(Passage shown)
Williams and the NASA and Bigelow Aerospace teams working at Mission Control Center at NASA's Johnson Space Center in Houston successfully deployed the expandable habitat - Bigelow Expandable Activity Module (BEAM) - at the International Space Station during more than seven hours of operations on May 28.

NASA astronaut to step into expandable space habitat

Washington: NASA astronaut Jeff Williams on Monday will enter the first human-rated expandable habitat deployed in space, a technology that could prove beneficial for deep space exploration and commercial low-Earth orbit applications, the US space agency said.

Williams and the NASA and Bigelow Aerospace teams working at Mission Control Center at NASA's Johnson Space Center in Houston successfully deployed the expandable habitat - Bigelow Expandable Activity Module (BEAM) - at the International Space Station during more than seven hours of operations on May 28.

Expandable habitats are designed to take up less room when being launched but provide greater volume for living and working in space once expanded. This first test of an expandable module will allow investigators to gauge how well the habitat performs and specifically, how well it protects against solar radiation, space debris and the temperature extremes of space.

Williams' entry in the module will mark the beginning of a two-year data collection process, NASA said.

He will take an air sample, place caps on the now closed ascent vent valves, install ducting to assist in BEAM's air circulation, retrieve deployment data sensors and manually open the tanks used for pressurisation to ensure all of the air has been released. 

He will then install sensors over the following two days that will be used for the project's primary task of gathering data on how an expandable habitat performs in the thermal environment of space, and how it reacts to radiation, micrometeoroids, and orbital debris.

During BEAM's test period, the module typically will be closed off to the rest of the space station. 

Astronauts will enter the module three to four times each year to collect temperature, pressure and radiation data, and to assess its structural condition. 

As per the current plan, the module will be removed from the ISS after a monitoring period of two years and burn up on a re-entry into Earth's atmosphere.

It was launched on April 8 to the orbiting laboratory aboard a SpaceX Dragon cargo spacecraft from Cape Canaveral Air Force Station in Florida, and was was attached to the ISS's Tranquility module about a week later.

The module measured just over seven feet long and just under 7.75 feet in diametre in its packed configuration. BEAM now measures more than 13 feet long and about 10.5 feet in diametre to create 565 cubic feet of habitable volume, NASA said in the statement on Friday.
(End Passage shown)
(Supplied data)
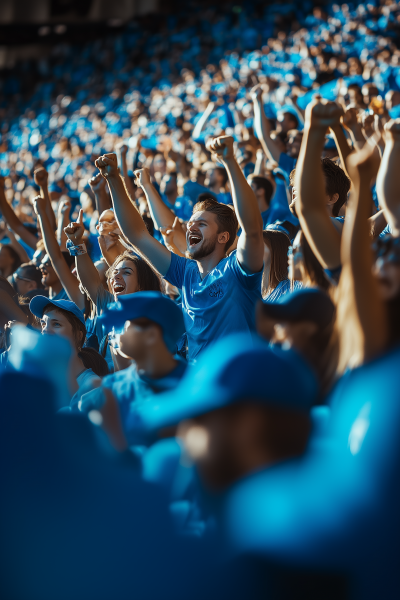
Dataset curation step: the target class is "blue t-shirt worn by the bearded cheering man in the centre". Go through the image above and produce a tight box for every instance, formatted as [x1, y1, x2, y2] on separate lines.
[165, 250, 262, 360]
(End Supplied data)
*Exercise details*:
Copy the span of the expandable habitat article between "He will then" and "its structural condition.", inclusive, substituting "orbiting laboratory" for "space station".

*Response area*:
He will then install sensors over the following two days that will be used for the project's primary task of gathering data on how an expandable habitat performs in the thermal environment of space, and how it reacts to radiation, micrometeoroids, and orbital debris.

During BEAM's test period, the module typically will be closed off to the rest of the orbiting laboratory. 

Astronauts will enter the module three to four times each year to collect temperature, pressure and radiation data, and to assess its structural condition.